Write out, as a numbered list without blank lines, the lines running from the one containing "every train carriage" through the final line, with both ends included.

- **EXTRACTED DATA**:
-----
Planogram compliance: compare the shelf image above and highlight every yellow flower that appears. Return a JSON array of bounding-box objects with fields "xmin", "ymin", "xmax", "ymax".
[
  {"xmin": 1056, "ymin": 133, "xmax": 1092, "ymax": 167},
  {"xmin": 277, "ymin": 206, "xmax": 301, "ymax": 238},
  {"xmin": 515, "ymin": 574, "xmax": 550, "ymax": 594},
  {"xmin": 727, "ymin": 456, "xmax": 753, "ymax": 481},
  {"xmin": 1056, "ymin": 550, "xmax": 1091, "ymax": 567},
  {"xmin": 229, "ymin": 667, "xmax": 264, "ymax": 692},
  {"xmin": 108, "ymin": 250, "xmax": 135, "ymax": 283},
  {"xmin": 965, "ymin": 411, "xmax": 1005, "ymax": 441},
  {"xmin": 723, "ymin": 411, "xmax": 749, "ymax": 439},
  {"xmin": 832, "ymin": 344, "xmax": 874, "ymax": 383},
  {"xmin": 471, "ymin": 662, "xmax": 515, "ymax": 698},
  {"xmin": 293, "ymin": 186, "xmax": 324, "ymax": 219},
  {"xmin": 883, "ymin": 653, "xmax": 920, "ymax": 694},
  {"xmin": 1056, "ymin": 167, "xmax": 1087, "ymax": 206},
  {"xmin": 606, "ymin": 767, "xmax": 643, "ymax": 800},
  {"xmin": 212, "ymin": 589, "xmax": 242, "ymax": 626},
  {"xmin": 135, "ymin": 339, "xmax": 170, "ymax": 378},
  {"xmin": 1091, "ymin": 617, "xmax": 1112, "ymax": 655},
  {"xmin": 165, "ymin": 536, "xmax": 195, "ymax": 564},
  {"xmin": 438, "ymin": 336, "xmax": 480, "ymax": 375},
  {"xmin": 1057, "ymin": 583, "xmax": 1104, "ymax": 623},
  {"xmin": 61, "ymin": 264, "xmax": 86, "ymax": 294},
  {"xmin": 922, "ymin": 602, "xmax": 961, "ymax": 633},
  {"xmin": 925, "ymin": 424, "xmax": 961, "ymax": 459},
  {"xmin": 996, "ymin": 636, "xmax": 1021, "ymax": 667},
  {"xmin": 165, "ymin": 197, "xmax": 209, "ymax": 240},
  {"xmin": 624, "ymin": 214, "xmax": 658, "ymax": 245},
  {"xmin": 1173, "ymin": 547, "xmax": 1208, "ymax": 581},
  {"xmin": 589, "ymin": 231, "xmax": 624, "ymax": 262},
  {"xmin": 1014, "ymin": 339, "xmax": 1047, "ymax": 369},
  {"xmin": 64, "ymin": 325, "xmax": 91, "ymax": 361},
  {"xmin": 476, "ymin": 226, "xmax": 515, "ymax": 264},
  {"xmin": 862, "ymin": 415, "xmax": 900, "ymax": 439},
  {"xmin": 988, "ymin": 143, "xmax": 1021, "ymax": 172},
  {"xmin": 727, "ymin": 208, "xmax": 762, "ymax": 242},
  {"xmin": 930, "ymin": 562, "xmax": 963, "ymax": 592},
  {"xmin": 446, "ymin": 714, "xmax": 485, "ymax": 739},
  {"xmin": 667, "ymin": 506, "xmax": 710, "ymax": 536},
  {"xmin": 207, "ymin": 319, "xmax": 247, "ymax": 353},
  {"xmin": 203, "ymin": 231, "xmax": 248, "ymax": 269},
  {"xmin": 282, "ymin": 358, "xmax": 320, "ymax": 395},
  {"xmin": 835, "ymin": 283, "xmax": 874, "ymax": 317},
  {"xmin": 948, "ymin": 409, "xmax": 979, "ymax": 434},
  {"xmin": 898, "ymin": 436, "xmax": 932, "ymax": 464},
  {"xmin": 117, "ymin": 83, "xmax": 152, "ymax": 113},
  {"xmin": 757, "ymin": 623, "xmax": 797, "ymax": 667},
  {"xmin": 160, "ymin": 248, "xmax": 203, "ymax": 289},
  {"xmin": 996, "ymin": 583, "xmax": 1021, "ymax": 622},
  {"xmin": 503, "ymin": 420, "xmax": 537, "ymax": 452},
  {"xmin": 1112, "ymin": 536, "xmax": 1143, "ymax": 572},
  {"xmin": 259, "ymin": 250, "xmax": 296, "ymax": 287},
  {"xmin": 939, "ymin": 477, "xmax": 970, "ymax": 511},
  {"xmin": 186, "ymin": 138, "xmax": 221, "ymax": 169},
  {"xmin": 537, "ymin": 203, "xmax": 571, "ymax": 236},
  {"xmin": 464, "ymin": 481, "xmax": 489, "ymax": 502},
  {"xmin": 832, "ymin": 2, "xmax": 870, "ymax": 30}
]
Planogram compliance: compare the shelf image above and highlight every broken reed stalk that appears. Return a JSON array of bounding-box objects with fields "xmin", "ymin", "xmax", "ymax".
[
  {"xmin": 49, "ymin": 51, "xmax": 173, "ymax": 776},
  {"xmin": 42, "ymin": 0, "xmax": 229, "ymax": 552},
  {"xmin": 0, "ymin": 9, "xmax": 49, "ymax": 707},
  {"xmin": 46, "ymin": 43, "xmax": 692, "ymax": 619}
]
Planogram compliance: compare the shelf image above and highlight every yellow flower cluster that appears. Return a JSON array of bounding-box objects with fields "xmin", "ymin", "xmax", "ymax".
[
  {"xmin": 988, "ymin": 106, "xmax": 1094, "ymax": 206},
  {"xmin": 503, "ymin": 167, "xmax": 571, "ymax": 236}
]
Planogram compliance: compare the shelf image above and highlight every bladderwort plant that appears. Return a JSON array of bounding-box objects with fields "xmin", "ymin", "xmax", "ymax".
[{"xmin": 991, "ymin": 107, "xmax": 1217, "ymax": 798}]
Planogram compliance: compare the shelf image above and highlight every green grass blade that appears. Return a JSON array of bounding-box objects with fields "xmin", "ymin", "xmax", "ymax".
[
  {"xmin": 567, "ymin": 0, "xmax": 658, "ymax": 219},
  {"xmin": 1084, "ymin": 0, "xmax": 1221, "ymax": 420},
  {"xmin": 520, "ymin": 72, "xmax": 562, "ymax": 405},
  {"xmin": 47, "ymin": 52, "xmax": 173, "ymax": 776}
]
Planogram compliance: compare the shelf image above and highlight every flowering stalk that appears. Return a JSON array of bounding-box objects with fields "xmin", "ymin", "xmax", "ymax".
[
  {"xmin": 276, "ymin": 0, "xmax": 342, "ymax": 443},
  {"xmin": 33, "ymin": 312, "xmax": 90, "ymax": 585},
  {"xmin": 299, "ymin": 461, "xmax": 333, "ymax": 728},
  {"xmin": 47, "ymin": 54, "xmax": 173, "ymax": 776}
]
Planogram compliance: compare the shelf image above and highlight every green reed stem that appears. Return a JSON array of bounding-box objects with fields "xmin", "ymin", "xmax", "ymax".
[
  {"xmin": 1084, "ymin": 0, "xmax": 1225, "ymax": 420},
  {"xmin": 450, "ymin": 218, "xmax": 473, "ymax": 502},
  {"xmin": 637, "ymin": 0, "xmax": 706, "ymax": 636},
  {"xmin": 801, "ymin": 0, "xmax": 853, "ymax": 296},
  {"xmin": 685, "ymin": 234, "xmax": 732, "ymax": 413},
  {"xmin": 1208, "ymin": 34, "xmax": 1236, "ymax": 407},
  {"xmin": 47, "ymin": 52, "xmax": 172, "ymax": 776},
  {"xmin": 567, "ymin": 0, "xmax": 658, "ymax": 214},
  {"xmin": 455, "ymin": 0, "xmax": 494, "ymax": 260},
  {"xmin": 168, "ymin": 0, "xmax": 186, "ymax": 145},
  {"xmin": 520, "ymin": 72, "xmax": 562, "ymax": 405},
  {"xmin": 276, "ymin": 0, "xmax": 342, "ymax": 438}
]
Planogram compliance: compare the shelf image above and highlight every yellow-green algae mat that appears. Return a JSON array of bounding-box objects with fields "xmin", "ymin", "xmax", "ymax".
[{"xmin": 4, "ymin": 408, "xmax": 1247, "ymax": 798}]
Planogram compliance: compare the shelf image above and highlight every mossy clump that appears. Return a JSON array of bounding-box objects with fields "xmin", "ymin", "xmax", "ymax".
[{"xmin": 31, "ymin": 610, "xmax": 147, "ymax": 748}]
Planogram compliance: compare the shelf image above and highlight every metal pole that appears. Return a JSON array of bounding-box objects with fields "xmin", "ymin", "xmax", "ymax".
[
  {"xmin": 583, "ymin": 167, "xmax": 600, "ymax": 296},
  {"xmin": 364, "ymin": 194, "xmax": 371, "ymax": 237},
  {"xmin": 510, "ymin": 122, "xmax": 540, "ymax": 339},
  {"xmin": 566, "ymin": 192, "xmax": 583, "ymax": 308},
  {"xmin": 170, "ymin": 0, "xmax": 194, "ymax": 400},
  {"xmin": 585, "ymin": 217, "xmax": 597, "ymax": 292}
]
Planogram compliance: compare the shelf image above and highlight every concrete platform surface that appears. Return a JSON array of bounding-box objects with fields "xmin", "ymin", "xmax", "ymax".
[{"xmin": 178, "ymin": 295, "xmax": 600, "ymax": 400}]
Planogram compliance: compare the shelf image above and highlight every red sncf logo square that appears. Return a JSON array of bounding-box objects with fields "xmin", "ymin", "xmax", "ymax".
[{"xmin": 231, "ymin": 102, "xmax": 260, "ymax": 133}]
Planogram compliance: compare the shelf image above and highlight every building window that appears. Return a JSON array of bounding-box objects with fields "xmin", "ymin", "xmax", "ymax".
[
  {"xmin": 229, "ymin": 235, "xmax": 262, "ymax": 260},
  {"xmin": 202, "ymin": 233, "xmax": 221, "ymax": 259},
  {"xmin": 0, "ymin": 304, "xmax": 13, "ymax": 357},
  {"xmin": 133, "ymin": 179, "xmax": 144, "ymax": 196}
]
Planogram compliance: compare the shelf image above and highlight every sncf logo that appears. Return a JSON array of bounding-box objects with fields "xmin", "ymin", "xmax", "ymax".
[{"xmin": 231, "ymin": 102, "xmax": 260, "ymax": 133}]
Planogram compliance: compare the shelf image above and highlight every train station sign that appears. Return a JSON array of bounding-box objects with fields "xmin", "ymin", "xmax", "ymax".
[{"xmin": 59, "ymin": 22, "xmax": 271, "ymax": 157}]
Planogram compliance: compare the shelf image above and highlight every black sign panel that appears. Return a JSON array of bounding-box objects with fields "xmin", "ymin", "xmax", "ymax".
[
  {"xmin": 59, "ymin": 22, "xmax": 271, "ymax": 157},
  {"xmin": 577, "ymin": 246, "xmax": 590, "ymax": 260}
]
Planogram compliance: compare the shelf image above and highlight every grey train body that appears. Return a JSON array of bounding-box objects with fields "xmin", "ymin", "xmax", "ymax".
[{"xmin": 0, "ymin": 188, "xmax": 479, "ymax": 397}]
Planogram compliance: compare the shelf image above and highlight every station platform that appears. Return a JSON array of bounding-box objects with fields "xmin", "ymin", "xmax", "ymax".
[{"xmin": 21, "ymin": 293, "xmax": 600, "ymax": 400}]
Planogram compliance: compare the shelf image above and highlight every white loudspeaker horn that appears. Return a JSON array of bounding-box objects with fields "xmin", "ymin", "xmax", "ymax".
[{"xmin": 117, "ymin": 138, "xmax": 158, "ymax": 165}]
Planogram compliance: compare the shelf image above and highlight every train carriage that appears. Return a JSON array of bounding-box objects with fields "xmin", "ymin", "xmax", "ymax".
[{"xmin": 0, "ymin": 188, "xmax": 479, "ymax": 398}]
-----
- **EXERCISE OUTPUT**:
1. Planogram compliance: compare the shelf image above and highlight every train carriage that appears. Return a JSON array of bounding-box objects with fields "xmin", "ymin", "xmax", "ymax".
2. [{"xmin": 0, "ymin": 188, "xmax": 479, "ymax": 398}]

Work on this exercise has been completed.